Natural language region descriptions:
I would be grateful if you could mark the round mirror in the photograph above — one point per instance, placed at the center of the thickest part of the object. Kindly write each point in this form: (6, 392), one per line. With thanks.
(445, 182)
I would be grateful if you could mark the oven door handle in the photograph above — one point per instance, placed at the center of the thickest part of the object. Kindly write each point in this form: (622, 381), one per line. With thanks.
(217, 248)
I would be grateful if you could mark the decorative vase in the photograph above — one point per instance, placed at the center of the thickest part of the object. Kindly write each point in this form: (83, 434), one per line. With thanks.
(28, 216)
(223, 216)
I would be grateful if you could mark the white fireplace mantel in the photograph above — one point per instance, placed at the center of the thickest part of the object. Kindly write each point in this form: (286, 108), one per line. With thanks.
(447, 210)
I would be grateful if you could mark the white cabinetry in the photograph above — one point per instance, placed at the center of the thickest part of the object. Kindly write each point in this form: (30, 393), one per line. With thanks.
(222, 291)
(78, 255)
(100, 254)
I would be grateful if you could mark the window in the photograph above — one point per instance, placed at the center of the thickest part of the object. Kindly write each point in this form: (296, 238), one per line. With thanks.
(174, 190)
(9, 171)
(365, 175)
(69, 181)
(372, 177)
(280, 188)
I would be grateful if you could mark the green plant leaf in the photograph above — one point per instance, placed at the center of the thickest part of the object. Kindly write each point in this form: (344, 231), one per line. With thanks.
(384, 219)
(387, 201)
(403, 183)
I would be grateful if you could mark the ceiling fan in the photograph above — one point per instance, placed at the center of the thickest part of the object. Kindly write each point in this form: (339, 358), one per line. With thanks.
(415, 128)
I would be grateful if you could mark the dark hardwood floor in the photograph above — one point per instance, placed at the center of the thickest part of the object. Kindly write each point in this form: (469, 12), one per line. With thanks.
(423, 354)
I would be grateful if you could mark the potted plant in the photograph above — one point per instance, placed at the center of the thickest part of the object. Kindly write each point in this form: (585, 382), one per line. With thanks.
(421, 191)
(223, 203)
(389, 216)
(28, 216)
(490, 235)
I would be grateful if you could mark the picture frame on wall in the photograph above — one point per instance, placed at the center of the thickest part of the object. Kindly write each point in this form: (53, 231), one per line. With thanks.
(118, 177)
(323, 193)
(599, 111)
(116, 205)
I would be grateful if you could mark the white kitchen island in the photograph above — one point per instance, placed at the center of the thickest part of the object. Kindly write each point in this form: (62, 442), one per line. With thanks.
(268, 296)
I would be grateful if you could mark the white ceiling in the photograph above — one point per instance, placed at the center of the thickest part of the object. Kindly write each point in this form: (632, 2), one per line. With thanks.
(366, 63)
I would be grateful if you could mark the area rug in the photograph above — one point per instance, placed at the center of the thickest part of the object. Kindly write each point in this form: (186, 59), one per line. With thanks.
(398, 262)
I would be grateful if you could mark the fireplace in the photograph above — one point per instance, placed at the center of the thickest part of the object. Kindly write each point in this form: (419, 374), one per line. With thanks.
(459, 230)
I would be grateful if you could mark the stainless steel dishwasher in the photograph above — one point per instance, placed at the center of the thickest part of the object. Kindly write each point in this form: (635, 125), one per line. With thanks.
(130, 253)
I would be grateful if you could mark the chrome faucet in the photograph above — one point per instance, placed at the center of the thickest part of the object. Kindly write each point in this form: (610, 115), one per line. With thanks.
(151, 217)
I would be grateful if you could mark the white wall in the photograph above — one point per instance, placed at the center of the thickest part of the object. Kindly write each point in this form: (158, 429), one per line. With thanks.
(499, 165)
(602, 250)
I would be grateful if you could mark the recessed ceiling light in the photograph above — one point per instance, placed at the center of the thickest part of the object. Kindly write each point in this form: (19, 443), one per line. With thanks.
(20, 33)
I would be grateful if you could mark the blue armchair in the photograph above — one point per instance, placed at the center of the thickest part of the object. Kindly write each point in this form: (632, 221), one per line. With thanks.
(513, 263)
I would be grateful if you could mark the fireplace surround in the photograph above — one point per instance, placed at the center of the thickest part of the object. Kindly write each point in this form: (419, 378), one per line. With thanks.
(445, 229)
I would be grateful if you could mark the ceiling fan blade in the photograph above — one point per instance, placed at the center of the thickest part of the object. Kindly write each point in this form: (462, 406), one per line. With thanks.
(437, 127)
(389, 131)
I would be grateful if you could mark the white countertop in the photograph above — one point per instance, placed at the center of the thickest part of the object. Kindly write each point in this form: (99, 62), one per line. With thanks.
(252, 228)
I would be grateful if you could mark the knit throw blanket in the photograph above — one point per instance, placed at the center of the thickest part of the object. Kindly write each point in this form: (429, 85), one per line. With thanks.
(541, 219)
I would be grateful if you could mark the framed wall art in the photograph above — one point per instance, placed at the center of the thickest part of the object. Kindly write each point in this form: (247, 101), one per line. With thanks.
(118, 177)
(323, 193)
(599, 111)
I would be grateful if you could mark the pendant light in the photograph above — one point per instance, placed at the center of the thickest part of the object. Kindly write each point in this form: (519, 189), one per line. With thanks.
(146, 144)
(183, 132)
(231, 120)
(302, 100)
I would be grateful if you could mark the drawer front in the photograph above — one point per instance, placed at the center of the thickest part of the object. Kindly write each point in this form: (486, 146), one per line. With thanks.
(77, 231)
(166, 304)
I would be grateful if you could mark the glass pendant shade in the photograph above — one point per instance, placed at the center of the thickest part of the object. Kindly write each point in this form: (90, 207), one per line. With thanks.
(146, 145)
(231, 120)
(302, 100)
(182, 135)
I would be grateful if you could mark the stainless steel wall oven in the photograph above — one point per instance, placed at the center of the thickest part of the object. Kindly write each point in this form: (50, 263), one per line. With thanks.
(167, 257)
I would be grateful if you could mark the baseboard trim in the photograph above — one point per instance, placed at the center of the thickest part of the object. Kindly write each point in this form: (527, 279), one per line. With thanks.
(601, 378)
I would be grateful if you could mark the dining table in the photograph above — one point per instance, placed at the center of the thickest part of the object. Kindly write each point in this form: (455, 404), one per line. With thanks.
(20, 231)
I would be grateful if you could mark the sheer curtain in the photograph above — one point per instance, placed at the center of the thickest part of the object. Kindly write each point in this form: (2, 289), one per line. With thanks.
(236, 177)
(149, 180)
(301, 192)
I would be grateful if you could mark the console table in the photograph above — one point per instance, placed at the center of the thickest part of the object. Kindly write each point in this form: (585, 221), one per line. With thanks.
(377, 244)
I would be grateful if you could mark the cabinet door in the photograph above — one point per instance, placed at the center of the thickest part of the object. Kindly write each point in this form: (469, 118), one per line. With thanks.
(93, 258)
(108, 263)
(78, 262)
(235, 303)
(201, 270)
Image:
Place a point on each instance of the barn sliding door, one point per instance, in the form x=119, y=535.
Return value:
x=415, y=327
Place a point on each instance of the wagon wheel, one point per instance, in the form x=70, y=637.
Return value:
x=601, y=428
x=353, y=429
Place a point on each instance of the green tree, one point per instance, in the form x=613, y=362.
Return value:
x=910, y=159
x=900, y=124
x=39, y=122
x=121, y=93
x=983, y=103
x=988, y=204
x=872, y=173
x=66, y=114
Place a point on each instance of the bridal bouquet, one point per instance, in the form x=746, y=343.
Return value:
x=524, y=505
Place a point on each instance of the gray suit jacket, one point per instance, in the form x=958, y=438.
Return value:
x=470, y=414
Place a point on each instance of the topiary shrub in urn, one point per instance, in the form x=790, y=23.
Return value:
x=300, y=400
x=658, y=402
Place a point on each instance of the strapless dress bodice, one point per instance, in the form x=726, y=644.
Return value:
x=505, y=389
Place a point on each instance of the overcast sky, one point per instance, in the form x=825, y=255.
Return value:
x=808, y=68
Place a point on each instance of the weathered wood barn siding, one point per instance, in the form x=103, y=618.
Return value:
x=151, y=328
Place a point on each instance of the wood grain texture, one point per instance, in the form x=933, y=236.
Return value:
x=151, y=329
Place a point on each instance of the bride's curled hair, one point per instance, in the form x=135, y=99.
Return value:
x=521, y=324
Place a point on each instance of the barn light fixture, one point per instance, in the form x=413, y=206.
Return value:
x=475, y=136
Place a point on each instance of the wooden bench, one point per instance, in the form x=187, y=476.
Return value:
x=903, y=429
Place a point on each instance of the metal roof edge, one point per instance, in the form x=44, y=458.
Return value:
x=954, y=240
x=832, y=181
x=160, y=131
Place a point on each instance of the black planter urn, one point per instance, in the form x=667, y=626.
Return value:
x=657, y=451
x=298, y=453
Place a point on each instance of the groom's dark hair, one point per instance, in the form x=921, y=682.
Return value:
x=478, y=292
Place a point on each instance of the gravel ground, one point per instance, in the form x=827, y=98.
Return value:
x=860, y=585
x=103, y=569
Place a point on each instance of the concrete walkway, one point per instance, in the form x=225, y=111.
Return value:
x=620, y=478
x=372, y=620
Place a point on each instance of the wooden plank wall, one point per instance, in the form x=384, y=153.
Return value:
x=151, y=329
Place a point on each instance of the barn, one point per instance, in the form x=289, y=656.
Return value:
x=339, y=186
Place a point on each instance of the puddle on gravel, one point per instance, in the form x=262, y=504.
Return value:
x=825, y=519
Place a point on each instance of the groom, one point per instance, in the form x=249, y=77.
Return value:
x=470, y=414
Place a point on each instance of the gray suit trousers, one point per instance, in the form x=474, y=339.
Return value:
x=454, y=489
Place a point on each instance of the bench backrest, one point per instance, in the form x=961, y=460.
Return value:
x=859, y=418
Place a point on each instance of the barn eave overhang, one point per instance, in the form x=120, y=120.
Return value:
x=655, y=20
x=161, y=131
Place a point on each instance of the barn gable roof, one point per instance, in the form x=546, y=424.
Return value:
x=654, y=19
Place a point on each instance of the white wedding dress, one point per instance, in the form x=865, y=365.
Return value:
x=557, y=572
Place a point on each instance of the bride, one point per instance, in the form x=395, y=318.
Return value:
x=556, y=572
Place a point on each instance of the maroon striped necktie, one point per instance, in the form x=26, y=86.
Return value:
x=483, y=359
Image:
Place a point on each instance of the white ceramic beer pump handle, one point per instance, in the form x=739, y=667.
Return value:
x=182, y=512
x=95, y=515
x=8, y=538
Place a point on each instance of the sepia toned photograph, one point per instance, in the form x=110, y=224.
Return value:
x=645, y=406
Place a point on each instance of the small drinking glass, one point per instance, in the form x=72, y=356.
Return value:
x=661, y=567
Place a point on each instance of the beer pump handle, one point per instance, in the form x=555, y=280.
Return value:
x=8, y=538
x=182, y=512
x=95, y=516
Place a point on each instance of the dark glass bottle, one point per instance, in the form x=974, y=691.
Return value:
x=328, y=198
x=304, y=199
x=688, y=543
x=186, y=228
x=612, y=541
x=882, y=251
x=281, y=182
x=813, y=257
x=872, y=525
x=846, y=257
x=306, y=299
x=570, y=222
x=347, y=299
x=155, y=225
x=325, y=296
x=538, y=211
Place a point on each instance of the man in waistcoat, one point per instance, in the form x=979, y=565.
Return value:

→ The task
Report how many lines in the data include the word "gravel". Nothing else is needed.

→ Answer section
2